(Entries taken from a collection)
+ + + + + + +

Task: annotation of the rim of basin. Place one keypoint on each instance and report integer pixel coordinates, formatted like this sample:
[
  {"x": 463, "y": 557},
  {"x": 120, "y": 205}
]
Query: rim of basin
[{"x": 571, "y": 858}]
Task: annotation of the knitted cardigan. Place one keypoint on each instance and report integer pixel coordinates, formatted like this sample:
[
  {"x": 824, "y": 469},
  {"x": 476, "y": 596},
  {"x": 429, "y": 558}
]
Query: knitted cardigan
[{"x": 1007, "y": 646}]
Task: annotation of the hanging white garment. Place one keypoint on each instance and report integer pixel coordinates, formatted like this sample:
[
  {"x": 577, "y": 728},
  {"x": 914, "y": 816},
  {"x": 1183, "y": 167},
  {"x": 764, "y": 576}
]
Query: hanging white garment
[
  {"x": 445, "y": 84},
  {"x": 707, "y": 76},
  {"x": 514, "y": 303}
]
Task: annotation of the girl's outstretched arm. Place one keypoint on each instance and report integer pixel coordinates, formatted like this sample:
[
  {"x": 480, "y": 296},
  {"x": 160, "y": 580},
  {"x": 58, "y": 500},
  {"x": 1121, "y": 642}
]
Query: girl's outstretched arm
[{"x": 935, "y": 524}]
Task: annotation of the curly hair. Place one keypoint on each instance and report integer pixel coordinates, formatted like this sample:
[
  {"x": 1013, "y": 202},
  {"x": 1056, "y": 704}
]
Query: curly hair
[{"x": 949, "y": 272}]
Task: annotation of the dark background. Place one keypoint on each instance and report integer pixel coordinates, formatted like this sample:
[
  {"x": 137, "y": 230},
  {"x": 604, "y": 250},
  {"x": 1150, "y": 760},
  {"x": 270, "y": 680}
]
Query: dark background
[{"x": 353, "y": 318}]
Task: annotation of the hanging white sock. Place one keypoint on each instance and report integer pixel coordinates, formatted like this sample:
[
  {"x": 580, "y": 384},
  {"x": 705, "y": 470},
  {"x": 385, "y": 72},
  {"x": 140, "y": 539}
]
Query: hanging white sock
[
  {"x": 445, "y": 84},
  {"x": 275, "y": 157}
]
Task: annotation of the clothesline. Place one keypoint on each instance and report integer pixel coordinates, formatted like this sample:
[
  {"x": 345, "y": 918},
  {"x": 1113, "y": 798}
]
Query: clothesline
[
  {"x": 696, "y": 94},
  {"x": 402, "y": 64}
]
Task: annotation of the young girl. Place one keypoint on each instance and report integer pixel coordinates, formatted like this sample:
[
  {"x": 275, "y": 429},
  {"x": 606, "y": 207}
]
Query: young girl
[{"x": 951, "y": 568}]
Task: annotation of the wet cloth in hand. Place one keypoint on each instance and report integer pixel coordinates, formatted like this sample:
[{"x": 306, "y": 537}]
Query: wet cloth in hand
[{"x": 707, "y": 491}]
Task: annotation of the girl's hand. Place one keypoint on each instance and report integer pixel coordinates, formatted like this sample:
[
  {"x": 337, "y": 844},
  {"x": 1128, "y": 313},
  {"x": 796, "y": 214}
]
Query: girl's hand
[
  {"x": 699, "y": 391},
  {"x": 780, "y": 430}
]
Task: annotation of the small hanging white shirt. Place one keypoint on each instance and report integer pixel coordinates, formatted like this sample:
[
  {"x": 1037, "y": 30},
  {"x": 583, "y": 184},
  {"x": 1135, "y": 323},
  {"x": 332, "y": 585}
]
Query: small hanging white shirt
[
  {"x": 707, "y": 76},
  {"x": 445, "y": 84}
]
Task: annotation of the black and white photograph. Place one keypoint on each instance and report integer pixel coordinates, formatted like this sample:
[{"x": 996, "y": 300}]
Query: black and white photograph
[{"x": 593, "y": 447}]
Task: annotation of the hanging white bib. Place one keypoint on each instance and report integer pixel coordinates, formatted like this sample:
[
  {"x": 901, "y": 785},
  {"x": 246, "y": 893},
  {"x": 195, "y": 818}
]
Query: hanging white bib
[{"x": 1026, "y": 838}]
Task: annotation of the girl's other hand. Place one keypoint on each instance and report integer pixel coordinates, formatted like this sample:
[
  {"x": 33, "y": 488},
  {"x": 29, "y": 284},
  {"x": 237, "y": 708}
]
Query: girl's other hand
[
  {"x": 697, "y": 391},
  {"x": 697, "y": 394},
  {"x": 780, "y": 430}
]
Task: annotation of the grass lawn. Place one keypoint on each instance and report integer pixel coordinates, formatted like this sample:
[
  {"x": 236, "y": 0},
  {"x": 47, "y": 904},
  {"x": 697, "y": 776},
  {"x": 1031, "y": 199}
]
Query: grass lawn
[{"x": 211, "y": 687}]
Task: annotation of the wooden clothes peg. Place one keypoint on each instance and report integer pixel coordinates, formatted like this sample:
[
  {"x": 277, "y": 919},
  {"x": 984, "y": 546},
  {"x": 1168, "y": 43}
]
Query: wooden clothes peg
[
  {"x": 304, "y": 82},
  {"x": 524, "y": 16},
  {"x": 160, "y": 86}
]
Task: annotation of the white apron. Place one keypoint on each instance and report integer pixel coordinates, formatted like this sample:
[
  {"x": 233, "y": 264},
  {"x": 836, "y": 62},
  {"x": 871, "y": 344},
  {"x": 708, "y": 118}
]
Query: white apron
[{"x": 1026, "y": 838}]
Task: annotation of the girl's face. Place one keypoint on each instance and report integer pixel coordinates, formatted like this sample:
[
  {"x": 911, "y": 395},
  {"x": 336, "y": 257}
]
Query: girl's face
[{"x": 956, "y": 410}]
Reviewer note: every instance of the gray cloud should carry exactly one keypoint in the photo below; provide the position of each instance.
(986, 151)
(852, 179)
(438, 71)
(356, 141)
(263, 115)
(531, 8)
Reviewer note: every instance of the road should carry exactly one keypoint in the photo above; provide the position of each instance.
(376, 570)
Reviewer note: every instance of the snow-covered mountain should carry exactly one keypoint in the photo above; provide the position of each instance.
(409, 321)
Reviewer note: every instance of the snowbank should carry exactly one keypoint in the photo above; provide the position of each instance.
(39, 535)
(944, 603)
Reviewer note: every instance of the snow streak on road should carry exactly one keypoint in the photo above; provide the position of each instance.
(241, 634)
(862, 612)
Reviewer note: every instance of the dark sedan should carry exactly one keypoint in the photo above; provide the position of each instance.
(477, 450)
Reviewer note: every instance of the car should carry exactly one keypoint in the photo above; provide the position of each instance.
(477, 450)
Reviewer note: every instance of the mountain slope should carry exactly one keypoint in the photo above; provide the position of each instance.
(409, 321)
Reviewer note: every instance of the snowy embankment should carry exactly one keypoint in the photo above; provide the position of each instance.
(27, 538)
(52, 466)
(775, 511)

+ + + + + + +

● **Work to do**: Extract all the material, leaving every line as it is.

● **Correct answer**:
Task: annotation of the rim of basin. Place one keypoint on each instance and report integer pixel coordinates, formatted like this sample:
[
  {"x": 463, "y": 557},
  {"x": 120, "y": 205}
]
Query: rim of basin
[{"x": 571, "y": 858}]
Task: annotation of the knitted cardigan. Place one keypoint on each instance and report integer pixel coordinates, formatted like this sample:
[
  {"x": 824, "y": 469},
  {"x": 476, "y": 596},
  {"x": 429, "y": 558}
]
Query: knitted cardigan
[{"x": 1007, "y": 646}]
Task: annotation of the hanging white garment. Place one keypoint on each instance and report integer pixel coordinates, formatted like this sample:
[
  {"x": 577, "y": 728},
  {"x": 914, "y": 816},
  {"x": 1183, "y": 167},
  {"x": 764, "y": 576}
]
Query: hanging white garment
[
  {"x": 445, "y": 84},
  {"x": 707, "y": 76},
  {"x": 514, "y": 303}
]
Task: annotation of the girl's outstretched arm. Place one keypoint on each instance and report integer pixel coordinates, formatted like this sample:
[
  {"x": 480, "y": 296},
  {"x": 160, "y": 580},
  {"x": 58, "y": 500},
  {"x": 1121, "y": 642}
]
Query: girl's outstretched arm
[{"x": 935, "y": 524}]
Task: annotation of the curly hair. Place one keypoint on each instance and report integer pixel coordinates, formatted like this sample:
[
  {"x": 1013, "y": 202},
  {"x": 1056, "y": 704}
]
Query: curly hair
[{"x": 949, "y": 272}]
Task: annotation of the dark background. Place one keypoint on each instance and report integer pixel coordinates, formatted like this sample:
[
  {"x": 137, "y": 230},
  {"x": 604, "y": 250},
  {"x": 1150, "y": 760},
  {"x": 270, "y": 680}
]
Query: dark background
[{"x": 353, "y": 318}]
Task: annotation of the hanging white sock. Place one keypoint on each instance and report integer pixel coordinates, formatted like this sample:
[
  {"x": 580, "y": 384},
  {"x": 705, "y": 470},
  {"x": 385, "y": 72},
  {"x": 140, "y": 539}
]
Query: hanging white sock
[
  {"x": 445, "y": 84},
  {"x": 275, "y": 157}
]
Task: annotation of the clothesline. Place one keypoint on each instance and report integer pixel coordinates, formatted like this sample:
[
  {"x": 345, "y": 918},
  {"x": 1113, "y": 798}
]
Query: clothesline
[
  {"x": 696, "y": 94},
  {"x": 402, "y": 64}
]
Task: annotation of the young girl. Place one keypoint on each instance and report integer pixel coordinates, formatted like this sample:
[
  {"x": 275, "y": 429},
  {"x": 606, "y": 207}
]
Query: young girl
[{"x": 951, "y": 568}]
Task: annotation of the wet cloth in hand. Place one keypoint on each instance and report integer pixel coordinates, formatted like this sample:
[{"x": 306, "y": 537}]
Query: wet cloth in hand
[{"x": 707, "y": 491}]
Task: annotation of the girl's hand. Place one keypoint on each instance and report integer pixel coordinates, formatted like this sample:
[
  {"x": 337, "y": 844},
  {"x": 1128, "y": 313},
  {"x": 796, "y": 214}
]
Query: girl's hand
[
  {"x": 699, "y": 391},
  {"x": 780, "y": 430}
]
Task: annotation of the small hanging white shirt. Place one keypoint on each instance and report integer pixel coordinates, formatted like this sample:
[
  {"x": 1037, "y": 30},
  {"x": 583, "y": 184},
  {"x": 1135, "y": 323},
  {"x": 332, "y": 585}
]
Query: small hanging white shirt
[
  {"x": 707, "y": 76},
  {"x": 445, "y": 84}
]
Task: annotation of the black and white photograph. Place one keypoint on each instance and report integer pixel coordinates, formatted like this sample:
[{"x": 996, "y": 300}]
Query: black and white photograph
[{"x": 593, "y": 447}]
Task: annotation of the hanging white bib. Place one keypoint on each instance and report integer pixel coordinates, formatted like this sample:
[
  {"x": 901, "y": 785},
  {"x": 246, "y": 893},
  {"x": 195, "y": 818}
]
Query: hanging white bib
[{"x": 1026, "y": 838}]
Task: annotation of the girl's other hand. Place one keypoint on each instance and report integer pixel coordinates, formatted like this sample:
[
  {"x": 33, "y": 488},
  {"x": 29, "y": 284},
  {"x": 237, "y": 708}
]
Query: girl's other hand
[
  {"x": 697, "y": 391},
  {"x": 697, "y": 394},
  {"x": 780, "y": 430}
]
Task: annotation of the grass lawn. Place one keypoint on each instance and report integer pixel coordinates, formatted like this sample:
[
  {"x": 236, "y": 0},
  {"x": 47, "y": 904},
  {"x": 697, "y": 776},
  {"x": 1031, "y": 199}
]
Query: grass lawn
[{"x": 211, "y": 687}]
Task: annotation of the wooden clothes peg. Place one keypoint on each instance and report integer pixel coordinates, formatted like this sample:
[
  {"x": 277, "y": 919},
  {"x": 984, "y": 546},
  {"x": 1168, "y": 43}
]
Query: wooden clothes peg
[
  {"x": 304, "y": 82},
  {"x": 524, "y": 16},
  {"x": 160, "y": 86}
]
Task: annotation of the white apron. Place one keypoint on each instance and report integer pixel coordinates, formatted like this sample:
[
  {"x": 233, "y": 264},
  {"x": 836, "y": 62},
  {"x": 871, "y": 344},
  {"x": 708, "y": 118}
]
Query: white apron
[{"x": 1026, "y": 838}]
Task: annotation of the girl's face. Place one keypoint on each instance and report integer pixel coordinates, formatted like this sample:
[
  {"x": 911, "y": 395},
  {"x": 336, "y": 257}
]
Query: girl's face
[{"x": 956, "y": 410}]
Reviewer note: every instance of the gray cloud should carry exactly one keypoint in the photo below; provide the position of each instance.
(986, 151)
(852, 179)
(438, 71)
(356, 141)
(263, 115)
(531, 8)
Reviewer note: every instance of the road should carry exactly one keypoint in the photo above; provide the position of each instance.
(376, 570)
Reviewer note: every instance of the snow-covered mountain should carry exactly one keypoint in the photo above; provide the position of each instance.
(409, 321)
Reviewer note: every instance of the snowbank should carry exactly one keypoint in the photo above; provide the position of each instance.
(39, 535)
(944, 603)
Reviewer note: every instance of the snow streak on road should carry exactly one keypoint in the photo above; provide the position of each instance.
(241, 634)
(862, 612)
Reviewer note: every instance of the dark sedan should carry exactly one keypoint in the photo above; provide the position of each instance.
(477, 450)
Reviewer note: every instance of the car should carry exactly one keypoint in the photo above; provide the position of each instance.
(477, 450)
Reviewer note: every instance of the mountain slope should carry exactly one keypoint in the photo above; provide the position of each instance.
(409, 321)
Reviewer note: every instance of the snowy embankment should carry exactly one keypoint in the photo above; provide the position of each instance.
(27, 538)
(52, 466)
(775, 511)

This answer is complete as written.